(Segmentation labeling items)
§ §

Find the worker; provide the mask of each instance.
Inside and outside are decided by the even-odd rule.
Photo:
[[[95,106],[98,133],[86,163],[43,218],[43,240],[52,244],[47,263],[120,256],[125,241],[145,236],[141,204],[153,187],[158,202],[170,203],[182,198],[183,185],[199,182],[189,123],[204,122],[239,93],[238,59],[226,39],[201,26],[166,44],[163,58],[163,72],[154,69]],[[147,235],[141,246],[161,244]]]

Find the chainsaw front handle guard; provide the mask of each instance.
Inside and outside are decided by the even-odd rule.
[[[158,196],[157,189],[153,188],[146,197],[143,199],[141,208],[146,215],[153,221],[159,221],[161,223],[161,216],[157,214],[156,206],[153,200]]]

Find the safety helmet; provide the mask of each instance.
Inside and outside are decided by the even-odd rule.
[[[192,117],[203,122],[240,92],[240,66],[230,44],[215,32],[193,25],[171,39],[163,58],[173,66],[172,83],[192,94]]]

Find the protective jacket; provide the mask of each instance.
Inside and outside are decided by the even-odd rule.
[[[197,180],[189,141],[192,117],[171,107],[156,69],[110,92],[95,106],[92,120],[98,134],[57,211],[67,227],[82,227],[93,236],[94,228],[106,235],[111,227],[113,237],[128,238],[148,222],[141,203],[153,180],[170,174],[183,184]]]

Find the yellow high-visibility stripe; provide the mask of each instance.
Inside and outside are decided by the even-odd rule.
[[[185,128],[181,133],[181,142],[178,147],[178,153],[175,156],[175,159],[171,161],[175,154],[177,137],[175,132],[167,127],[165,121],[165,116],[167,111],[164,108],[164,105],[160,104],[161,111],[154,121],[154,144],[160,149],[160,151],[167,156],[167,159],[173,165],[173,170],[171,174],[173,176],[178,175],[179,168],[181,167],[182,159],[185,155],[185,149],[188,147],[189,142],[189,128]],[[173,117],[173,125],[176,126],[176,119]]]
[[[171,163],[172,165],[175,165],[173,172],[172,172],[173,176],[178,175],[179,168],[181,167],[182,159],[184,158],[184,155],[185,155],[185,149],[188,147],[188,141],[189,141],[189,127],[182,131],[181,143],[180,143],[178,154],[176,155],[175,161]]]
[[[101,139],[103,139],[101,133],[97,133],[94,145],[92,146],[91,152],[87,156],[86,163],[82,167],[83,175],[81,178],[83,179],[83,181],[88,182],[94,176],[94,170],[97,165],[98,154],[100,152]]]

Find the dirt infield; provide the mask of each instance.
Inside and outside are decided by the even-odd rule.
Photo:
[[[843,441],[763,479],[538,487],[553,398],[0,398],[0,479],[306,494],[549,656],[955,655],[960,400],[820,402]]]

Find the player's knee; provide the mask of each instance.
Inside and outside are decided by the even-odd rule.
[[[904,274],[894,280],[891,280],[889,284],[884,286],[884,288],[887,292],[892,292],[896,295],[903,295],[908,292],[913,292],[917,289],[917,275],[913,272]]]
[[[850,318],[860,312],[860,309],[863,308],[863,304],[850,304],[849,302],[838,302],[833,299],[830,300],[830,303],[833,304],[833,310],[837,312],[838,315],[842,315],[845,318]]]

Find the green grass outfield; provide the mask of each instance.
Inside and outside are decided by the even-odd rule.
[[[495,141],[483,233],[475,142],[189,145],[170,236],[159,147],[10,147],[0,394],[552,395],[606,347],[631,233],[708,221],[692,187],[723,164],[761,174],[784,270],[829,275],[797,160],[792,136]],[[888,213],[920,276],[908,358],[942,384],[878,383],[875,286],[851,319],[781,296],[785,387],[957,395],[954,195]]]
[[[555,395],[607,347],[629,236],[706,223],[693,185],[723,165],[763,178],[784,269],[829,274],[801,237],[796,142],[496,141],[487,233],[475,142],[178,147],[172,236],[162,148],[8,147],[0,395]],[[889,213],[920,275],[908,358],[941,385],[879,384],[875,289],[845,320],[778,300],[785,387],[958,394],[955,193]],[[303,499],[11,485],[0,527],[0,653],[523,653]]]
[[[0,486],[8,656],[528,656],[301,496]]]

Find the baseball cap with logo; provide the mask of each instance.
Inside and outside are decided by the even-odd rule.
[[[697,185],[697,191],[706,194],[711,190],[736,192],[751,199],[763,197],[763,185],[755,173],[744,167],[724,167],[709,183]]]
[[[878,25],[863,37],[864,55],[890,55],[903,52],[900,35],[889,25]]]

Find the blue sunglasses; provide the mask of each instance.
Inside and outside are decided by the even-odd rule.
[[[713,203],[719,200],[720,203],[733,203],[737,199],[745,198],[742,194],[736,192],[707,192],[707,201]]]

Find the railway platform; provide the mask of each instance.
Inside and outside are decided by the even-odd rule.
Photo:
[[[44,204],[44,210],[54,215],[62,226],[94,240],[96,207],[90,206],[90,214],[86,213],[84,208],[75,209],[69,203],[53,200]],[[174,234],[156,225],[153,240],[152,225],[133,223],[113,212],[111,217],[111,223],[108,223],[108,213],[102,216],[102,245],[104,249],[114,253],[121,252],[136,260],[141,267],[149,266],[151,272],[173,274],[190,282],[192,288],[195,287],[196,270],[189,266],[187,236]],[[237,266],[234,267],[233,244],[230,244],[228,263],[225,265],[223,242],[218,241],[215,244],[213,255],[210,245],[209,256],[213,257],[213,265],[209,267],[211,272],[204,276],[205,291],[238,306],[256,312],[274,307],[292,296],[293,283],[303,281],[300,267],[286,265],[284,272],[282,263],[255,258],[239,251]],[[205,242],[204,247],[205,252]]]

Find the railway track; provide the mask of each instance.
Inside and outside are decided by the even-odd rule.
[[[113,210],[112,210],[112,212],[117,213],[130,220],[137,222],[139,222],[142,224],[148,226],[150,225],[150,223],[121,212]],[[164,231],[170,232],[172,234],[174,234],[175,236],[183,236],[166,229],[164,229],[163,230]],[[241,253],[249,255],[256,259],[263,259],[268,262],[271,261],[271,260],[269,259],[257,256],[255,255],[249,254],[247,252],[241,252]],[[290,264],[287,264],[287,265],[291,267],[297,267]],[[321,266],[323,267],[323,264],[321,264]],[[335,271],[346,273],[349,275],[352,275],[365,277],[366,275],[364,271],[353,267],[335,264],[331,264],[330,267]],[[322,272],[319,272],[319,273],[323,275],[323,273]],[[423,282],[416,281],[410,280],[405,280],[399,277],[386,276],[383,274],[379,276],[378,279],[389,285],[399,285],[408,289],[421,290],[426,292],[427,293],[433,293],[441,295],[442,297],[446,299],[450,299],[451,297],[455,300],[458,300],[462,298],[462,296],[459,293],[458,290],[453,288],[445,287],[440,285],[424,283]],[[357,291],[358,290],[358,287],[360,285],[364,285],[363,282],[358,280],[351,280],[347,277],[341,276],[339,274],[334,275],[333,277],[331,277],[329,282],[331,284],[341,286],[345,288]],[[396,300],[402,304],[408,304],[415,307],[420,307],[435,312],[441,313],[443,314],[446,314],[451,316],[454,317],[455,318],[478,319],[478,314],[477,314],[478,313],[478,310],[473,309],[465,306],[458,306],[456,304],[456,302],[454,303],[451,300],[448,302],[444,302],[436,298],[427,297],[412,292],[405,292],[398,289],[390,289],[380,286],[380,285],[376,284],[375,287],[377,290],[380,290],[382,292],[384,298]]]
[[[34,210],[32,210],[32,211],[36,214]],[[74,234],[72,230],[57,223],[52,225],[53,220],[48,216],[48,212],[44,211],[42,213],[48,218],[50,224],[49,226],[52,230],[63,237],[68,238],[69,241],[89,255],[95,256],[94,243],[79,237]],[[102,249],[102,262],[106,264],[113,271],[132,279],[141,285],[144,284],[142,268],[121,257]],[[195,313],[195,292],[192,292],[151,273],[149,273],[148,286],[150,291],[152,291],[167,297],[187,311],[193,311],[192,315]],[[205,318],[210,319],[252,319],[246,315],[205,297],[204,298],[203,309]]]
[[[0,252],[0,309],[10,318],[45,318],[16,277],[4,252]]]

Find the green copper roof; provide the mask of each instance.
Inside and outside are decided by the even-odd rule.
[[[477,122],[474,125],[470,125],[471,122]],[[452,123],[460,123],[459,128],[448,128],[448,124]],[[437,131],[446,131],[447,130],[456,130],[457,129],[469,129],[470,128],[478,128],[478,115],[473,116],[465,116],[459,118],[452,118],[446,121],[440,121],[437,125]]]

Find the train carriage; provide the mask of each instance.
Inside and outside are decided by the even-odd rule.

§ §

Task instructions:
Collect every line in the records that contains the word "railway". Copy each of those lines in full.

Completed exercise:
Find the railway platform; provide the mask of each instance.
Find the railway track; provide the mask of each instance.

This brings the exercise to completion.